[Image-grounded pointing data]

┄┄┄┄┄┄

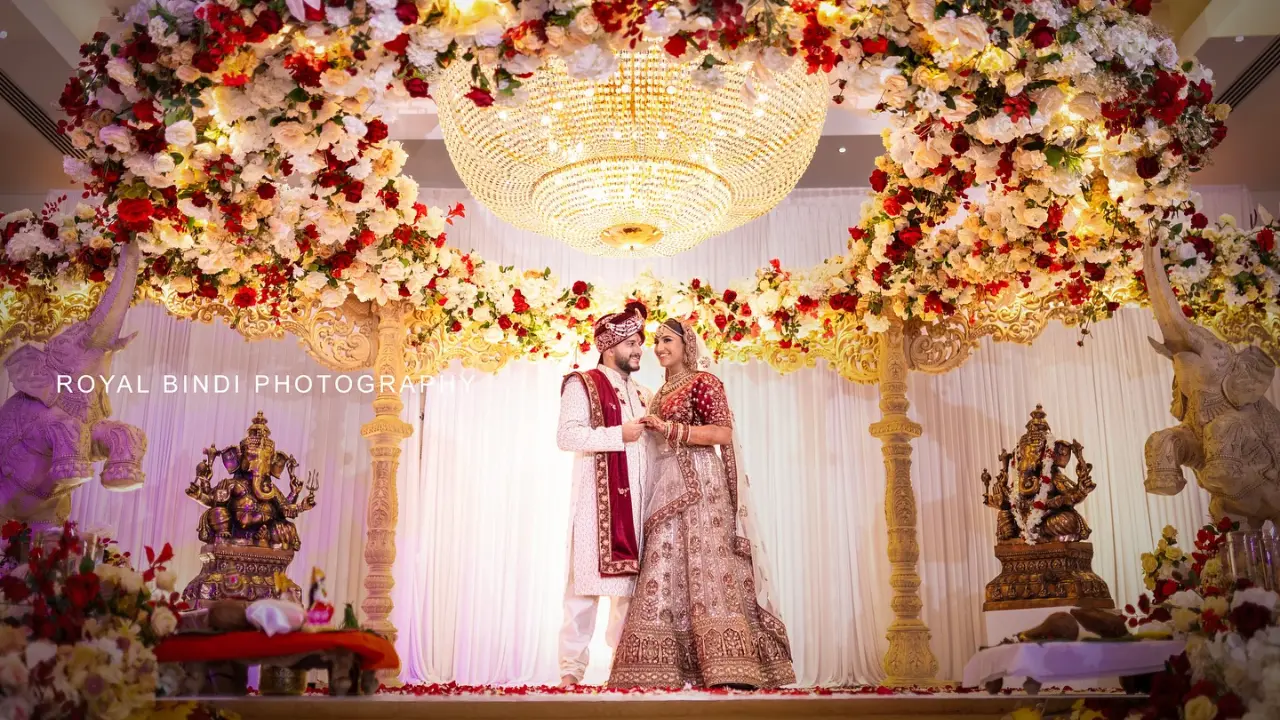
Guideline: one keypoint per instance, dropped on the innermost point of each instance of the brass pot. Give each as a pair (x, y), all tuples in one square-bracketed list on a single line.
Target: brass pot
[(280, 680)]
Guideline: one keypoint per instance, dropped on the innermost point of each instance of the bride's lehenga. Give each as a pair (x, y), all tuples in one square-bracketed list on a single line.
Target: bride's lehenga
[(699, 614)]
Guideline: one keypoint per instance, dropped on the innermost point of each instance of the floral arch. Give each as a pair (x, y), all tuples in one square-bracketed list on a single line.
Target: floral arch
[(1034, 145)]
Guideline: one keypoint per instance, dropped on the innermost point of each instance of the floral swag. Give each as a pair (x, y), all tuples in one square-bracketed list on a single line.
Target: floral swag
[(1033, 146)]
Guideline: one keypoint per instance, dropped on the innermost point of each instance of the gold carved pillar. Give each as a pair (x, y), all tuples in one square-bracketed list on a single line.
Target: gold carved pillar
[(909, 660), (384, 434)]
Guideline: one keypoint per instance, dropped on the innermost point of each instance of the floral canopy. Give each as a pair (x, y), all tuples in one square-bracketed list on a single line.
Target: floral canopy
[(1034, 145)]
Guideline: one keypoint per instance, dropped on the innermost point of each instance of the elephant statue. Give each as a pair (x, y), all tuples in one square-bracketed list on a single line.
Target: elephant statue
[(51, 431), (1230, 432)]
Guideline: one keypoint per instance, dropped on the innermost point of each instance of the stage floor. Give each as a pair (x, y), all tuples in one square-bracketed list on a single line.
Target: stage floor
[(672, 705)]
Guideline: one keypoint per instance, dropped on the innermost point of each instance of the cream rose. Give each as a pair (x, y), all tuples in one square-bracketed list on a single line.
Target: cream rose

┄┄┄┄┄┄

Return every line of the preceding records in which the word "cream" appears.

▶ EXERCISE ANSWER:
Guideline: one keypoint per instance, dropped on the innermost point of each instance of the cream rose. Give each as a pair (x, y), all tuples in one square-bracketed list on a single line.
Target: cream rose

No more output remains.